→ **Provided passage**:
........
Gaseous and aqueous products after APR reaction of LA mixture with barium hydroxide were identified by different analytical techniques. Gaseous products consisted mainly of permanent gases such as hydrogen, carbon dioxide and methane. The results showed that mixture of LA in combination with both barium hydroxide and Pt/ZrO2 catalyst had the highest hydrogen production rate and the highest selectivity to hydrogen, whereas low gaseous product amount were observed from mixture of LA and only barium hydroxide or Pt/ZrO2 catalyst. Methane and higher amount of carbon dioxide were detected in gas phase products particular in the presence of Pt/ZrO2 catalyst in the mixture.
Aqueous products consisted mainly of pyruvic acid, acetic acid and salts, such as acetate and propionate. The complete conversion of LA after APR was reached in mixture of LA and Ba(OH)2∙8H2O over Pt/ZrO2 catalyst. Mixture of LA and Ba(OH)2∙8H2O or Pt/ZrO2 catalyst gave lower conversion of LA.
........
→ **Record set**:
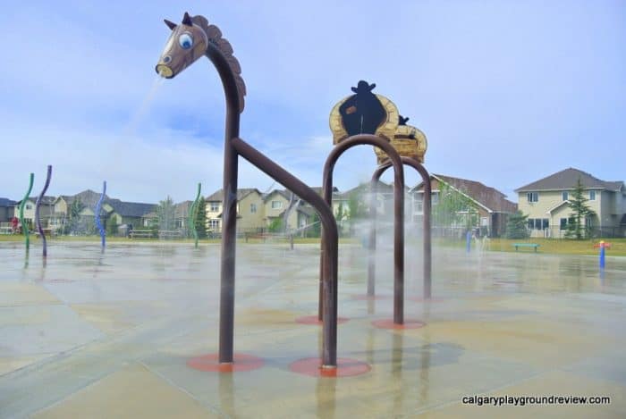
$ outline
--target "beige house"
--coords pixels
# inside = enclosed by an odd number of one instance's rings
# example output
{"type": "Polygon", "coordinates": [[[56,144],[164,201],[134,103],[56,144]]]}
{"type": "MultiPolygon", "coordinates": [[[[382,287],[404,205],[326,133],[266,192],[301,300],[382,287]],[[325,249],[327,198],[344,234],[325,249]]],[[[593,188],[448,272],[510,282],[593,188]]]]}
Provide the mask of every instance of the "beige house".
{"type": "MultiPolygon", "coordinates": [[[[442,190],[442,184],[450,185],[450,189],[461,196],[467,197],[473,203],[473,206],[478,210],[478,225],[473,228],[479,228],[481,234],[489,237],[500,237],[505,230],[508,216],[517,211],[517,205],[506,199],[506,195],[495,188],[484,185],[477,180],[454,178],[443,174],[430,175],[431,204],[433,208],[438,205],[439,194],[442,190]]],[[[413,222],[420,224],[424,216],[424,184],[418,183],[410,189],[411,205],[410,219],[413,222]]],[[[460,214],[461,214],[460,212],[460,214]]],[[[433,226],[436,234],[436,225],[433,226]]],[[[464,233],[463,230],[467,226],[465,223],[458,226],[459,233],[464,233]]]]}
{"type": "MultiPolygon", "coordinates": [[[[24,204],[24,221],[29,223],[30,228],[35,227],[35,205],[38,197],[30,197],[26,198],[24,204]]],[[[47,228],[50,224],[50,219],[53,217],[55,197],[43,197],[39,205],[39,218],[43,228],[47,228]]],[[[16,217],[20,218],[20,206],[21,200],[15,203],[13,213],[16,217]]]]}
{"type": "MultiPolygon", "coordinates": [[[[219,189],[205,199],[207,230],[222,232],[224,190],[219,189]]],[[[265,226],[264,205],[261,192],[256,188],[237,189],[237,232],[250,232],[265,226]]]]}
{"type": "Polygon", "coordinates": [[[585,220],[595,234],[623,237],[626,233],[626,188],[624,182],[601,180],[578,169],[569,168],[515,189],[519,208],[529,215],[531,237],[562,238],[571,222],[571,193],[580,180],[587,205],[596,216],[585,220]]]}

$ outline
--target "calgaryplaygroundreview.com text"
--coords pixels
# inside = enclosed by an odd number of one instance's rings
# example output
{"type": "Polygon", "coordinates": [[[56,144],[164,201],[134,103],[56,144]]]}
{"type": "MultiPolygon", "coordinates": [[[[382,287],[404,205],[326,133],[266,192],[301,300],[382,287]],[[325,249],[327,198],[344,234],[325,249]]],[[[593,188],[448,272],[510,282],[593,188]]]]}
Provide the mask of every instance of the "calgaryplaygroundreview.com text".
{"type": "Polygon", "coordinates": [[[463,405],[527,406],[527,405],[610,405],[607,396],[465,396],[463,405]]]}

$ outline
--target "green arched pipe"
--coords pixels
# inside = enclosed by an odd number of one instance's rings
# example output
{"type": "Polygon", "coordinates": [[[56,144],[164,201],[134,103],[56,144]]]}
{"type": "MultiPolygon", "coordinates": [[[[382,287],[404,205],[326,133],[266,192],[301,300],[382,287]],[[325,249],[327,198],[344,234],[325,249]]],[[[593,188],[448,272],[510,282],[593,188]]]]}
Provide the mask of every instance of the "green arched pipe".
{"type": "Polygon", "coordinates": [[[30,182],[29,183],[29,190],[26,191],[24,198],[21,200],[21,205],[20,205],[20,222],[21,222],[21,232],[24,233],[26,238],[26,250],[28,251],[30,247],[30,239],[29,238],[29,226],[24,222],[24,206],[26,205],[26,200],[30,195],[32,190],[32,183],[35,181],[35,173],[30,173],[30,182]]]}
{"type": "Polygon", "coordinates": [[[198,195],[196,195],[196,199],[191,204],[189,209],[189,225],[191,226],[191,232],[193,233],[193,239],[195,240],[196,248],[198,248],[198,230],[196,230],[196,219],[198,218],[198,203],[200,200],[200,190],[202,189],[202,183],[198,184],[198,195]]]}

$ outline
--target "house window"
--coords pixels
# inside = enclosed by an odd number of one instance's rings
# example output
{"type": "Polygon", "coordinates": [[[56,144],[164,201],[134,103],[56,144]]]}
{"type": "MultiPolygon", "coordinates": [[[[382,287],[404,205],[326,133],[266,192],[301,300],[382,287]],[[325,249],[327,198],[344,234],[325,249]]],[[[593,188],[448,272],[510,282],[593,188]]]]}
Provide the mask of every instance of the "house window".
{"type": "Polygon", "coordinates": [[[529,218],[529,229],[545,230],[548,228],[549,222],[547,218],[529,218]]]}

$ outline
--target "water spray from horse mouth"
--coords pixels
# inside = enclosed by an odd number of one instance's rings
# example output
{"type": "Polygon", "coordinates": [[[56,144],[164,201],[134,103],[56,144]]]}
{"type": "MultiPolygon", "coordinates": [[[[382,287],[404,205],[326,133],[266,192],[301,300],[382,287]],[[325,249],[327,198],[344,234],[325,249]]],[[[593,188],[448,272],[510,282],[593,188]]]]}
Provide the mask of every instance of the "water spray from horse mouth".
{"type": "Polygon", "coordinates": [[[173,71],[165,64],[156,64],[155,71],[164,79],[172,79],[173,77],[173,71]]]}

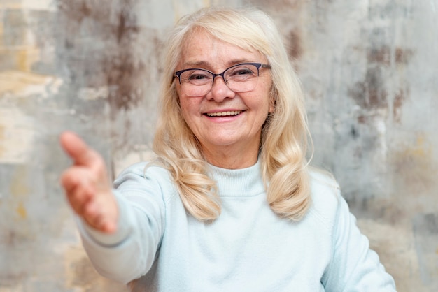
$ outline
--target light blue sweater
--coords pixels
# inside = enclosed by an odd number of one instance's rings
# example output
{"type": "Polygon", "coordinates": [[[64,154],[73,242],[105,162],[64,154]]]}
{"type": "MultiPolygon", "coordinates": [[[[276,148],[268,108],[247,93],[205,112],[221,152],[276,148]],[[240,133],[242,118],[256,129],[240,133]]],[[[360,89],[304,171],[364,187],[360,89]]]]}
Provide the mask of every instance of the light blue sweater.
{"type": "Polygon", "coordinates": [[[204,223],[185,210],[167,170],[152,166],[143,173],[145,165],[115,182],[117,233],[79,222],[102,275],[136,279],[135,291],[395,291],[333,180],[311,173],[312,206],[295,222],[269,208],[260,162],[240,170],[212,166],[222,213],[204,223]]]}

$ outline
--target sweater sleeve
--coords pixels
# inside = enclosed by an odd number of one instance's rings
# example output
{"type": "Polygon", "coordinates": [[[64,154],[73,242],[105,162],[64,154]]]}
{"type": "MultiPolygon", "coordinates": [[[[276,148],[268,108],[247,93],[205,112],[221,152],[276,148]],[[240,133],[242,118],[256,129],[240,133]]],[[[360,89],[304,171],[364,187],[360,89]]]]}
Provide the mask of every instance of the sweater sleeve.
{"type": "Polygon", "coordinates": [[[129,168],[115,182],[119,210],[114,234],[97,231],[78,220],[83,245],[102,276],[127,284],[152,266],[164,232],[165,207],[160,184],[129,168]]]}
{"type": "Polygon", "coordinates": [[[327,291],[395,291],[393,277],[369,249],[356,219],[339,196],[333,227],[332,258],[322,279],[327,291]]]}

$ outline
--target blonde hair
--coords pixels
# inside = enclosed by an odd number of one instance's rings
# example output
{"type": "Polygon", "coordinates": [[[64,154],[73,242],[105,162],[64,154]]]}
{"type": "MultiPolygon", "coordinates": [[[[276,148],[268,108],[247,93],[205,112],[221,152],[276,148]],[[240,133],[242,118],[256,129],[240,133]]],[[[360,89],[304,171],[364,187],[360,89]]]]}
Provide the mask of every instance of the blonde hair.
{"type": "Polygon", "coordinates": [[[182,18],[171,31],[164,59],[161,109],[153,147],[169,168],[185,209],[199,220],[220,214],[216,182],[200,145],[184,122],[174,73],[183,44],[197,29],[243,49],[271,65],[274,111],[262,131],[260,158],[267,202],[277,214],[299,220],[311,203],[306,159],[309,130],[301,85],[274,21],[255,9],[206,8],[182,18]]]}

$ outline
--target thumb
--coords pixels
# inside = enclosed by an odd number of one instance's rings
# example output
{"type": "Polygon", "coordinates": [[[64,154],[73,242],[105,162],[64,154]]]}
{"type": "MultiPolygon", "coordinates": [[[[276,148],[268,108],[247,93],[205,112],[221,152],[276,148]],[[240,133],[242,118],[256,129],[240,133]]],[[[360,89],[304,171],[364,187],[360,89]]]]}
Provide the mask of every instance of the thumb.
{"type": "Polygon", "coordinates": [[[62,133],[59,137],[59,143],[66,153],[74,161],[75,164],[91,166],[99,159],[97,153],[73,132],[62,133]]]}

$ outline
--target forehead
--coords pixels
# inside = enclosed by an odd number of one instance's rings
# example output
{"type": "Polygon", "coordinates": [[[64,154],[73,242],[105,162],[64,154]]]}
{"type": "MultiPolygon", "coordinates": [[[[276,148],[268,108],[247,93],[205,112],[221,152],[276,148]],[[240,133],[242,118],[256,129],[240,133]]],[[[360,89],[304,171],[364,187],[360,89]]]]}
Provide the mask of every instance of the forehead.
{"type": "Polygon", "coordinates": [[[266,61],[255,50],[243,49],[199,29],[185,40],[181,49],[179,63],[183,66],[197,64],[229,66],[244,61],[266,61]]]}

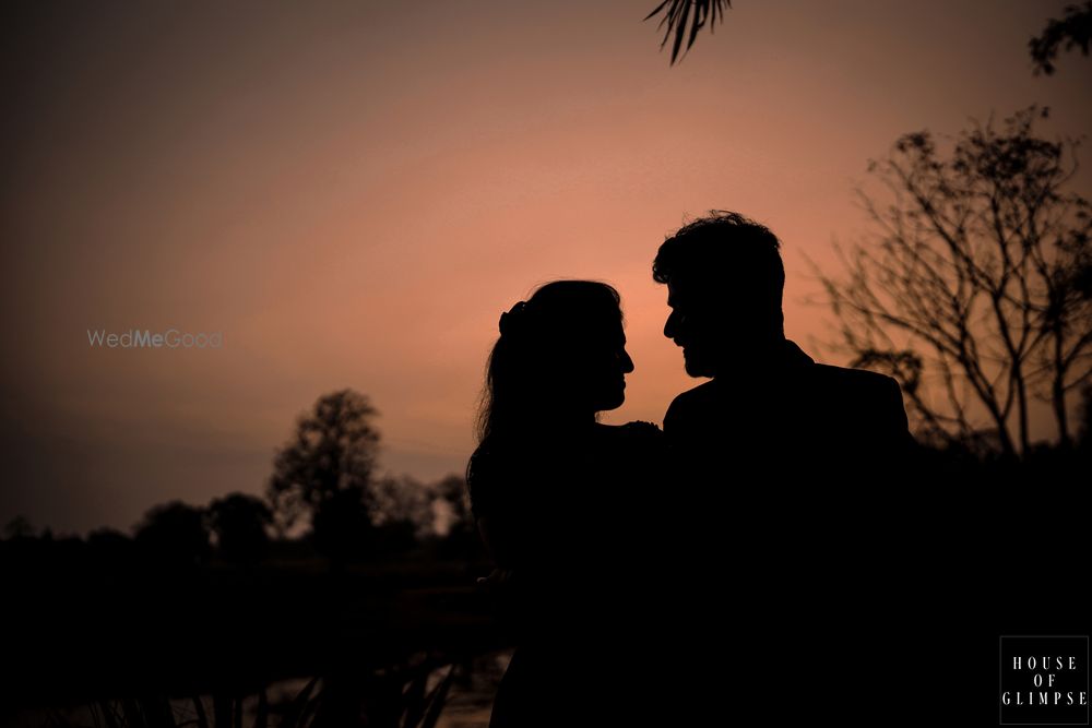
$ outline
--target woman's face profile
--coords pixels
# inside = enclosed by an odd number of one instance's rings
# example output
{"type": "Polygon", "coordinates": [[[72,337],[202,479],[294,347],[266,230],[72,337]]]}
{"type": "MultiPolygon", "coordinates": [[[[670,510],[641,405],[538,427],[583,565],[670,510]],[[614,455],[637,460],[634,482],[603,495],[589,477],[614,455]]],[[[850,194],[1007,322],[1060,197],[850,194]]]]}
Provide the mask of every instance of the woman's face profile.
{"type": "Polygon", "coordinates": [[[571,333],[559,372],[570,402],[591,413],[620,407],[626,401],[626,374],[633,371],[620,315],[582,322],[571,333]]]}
........
→ **What to do**: In the passage on APR reaction products, which mixture reached complete conversion of LA?

→ **Solution to the problem**: The mixture of LA and Ba(OH)2∙8H2O over Pt/ZrO2 catalyst.